> **Exercise instructions**: Count the lines in the data that follows that contain the string "below", treating uppercase and lowercase letters as different. Reply with the number alone.

==== Supplied material

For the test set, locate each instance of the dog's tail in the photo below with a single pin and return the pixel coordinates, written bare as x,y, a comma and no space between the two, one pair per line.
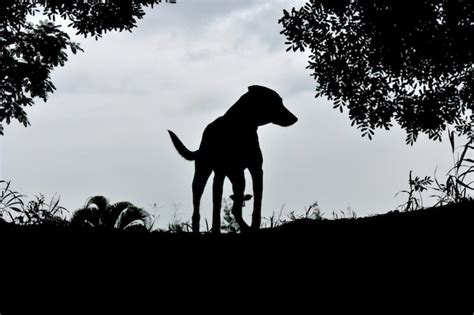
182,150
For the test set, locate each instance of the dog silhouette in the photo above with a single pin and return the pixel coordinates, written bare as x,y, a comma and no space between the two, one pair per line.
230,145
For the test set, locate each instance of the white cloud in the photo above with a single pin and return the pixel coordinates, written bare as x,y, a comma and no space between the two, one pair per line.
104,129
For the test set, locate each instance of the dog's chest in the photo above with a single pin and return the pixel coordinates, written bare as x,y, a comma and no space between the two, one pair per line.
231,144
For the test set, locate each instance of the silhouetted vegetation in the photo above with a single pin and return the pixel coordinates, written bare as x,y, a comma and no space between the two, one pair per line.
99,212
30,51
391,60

========
==== Supplied material

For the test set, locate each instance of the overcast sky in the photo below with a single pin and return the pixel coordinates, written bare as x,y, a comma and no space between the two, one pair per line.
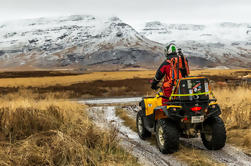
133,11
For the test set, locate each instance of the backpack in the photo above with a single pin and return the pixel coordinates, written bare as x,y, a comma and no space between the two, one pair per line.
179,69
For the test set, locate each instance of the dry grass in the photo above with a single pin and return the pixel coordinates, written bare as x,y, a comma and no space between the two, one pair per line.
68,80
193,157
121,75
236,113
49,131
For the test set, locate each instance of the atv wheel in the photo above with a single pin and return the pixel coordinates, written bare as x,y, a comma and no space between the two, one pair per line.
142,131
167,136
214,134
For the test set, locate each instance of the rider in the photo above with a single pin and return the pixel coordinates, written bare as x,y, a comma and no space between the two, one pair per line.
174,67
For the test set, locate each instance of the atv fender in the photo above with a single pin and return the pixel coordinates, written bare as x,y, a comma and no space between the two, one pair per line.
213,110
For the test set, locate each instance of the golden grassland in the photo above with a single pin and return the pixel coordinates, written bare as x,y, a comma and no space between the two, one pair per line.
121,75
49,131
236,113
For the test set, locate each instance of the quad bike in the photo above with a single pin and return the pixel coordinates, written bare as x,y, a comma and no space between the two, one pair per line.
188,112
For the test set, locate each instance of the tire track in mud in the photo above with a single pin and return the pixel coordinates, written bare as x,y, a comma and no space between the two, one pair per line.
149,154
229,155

========

> **Finished answer**: 2